▶ TASK STATEMENT
In the forum thread below about casual dress at a dog show, why does Pointgold say she would go no more casual than "business casual"?

>> Start PAGE EXCERPT

# Casual Dress?????



## hotel4dogs (Sep 29, 2008)

I just got the premium for a show I've been considered entering, and it says on it, 
"Casual Dress" 
right on the front of the premium!!!
Now what the heck does that mean? Like business casual? Or more like (colored) jeans and a nice blouse??
HUH???
Just when I thought I was getting this ring attire stuff figured out they throw me this!


----------



## Pointgold (Jun 6, 2007)

That's a new one... is it UKC or AKC?

No matter what, I'd not be any more casual than "business casual'... personal preference for me, but I still want the whole picture to be 9one of professionalism and pride in my dog.


----------



## hotel4dogs (Sep 29, 2008)

this is AKC, a cluster of 4 shows in Springfield, IL, and only the last show, on Monday, says Casual Dress.
Go figure.
How about a casual skirt with a fairly casual blouse? Does that sound appropriate??
Why are they changing the rules on me, sheeeesh




Pointgold said:


> That's a new one... is it UKC or AKC?
> 
> No matter what, I'd not be any more casual than "business casual'... personal preference for me, but I still want the whole picture to be 9one of professionalism and pride in my dog.


----------



## Pointgold (Jun 6, 2007)

hotel4dogs said:


> this is AKC, a cluster of 4 shows in Springfield, IL, and only the last show, on Monday, says Casual Dress.

>> End PAGE EXCERPT
>> Start SUPPLIED ENTRIES

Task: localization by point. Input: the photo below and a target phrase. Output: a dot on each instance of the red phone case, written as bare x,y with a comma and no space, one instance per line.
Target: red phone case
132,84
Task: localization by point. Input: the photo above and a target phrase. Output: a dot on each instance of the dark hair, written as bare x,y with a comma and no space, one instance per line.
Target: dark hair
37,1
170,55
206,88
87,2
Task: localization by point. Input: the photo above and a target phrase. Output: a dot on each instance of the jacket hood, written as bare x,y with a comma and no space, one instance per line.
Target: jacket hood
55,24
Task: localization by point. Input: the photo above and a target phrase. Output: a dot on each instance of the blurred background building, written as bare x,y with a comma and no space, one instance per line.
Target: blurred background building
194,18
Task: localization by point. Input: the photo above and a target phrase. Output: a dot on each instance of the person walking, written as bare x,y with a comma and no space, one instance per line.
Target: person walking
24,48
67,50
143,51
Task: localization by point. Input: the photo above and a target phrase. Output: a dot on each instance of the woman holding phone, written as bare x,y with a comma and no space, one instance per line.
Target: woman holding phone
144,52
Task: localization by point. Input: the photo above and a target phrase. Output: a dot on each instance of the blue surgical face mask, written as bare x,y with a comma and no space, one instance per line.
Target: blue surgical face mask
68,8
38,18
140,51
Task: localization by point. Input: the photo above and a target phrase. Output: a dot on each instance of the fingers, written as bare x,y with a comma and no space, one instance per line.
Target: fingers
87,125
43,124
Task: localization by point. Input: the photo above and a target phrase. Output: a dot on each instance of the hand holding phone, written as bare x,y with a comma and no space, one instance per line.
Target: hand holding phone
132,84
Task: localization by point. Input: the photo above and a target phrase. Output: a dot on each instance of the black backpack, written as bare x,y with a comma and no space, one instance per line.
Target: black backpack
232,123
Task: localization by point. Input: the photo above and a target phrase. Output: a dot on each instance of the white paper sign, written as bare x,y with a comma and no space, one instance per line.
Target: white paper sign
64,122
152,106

>> End SUPPLIED ENTRIES

▶ ANSWER TO THIS EXERCISE
She calls it a personal preference. She still wants the whole picture to convey professionalism and pride in her dog.